**TASK TO COMPLETE**
Your task is to extract the lines from the one holding "of the distant" through the end of the material. Set them down exactly and add nothing.

**Picture annotation entries**
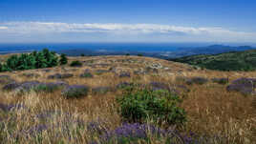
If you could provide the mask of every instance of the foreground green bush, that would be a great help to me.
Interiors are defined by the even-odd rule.
[[[178,107],[181,99],[167,91],[152,91],[149,89],[126,91],[121,98],[117,98],[119,113],[128,122],[155,122],[182,124],[185,122],[185,112]]]

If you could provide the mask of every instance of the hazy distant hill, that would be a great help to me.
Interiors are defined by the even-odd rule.
[[[225,52],[221,54],[203,54],[169,59],[210,70],[219,71],[255,71],[256,50]]]

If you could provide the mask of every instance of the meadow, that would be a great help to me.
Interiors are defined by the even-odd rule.
[[[75,60],[82,66],[69,65]],[[202,70],[142,56],[69,57],[63,66],[1,72],[0,143],[253,144],[254,77],[255,72]],[[61,88],[21,94],[12,89],[25,82]],[[124,120],[117,101],[124,90],[117,86],[131,83],[176,93],[186,121]],[[77,85],[86,86],[84,96],[63,96],[70,86]]]

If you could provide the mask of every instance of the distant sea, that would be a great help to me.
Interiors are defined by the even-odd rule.
[[[219,53],[230,51],[236,49],[224,50],[222,45],[226,46],[256,46],[256,44],[218,44],[221,47],[218,51],[215,47],[208,46],[218,43],[44,43],[44,44],[1,44],[0,54],[29,52],[40,51],[47,48],[58,53],[66,53],[68,55],[108,55],[108,54],[137,54],[154,57],[177,57],[184,55],[192,55],[201,53]],[[198,49],[201,48],[201,49]],[[167,53],[167,56],[166,56]]]
[[[176,51],[180,47],[206,46],[203,43],[49,43],[49,44],[0,44],[0,52],[40,51],[88,50],[115,51]]]

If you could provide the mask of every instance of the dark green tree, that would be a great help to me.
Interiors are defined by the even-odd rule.
[[[18,55],[11,55],[10,58],[7,59],[6,65],[10,70],[15,71],[17,70],[18,61]]]
[[[68,63],[68,58],[67,58],[66,54],[62,53],[60,55],[59,64],[66,65],[67,63]]]
[[[0,62],[0,72],[3,72],[3,65],[1,62]]]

**ANSWER TO THIS TASK**
If you could provide the mask of every instance of the distant sea, that would be a great help to me.
Interiors are defined by the even-odd rule.
[[[219,53],[230,51],[236,49],[224,50],[222,45],[226,46],[256,46],[256,44],[218,44],[221,47],[218,51],[215,47],[208,46],[218,43],[44,43],[44,44],[1,44],[0,54],[29,52],[40,51],[47,48],[58,53],[66,53],[68,55],[108,55],[108,54],[137,54],[154,57],[177,57],[184,55],[192,55],[201,53]],[[198,49],[201,48],[201,49]],[[167,53],[167,56],[166,56]]]
[[[176,51],[180,47],[206,46],[203,43],[49,43],[49,44],[0,44],[0,52],[40,51],[88,50],[115,51]]]

If you could provide the mask of every instance of the dark green tree, that would be a great help to me.
Interiors are defined by the even-odd rule.
[[[18,55],[11,55],[10,58],[7,59],[6,65],[10,70],[15,71],[17,70],[18,61]]]
[[[68,63],[68,58],[67,58],[66,54],[62,53],[60,55],[59,64],[66,65],[67,63]]]
[[[0,62],[0,72],[3,72],[3,65],[1,62]]]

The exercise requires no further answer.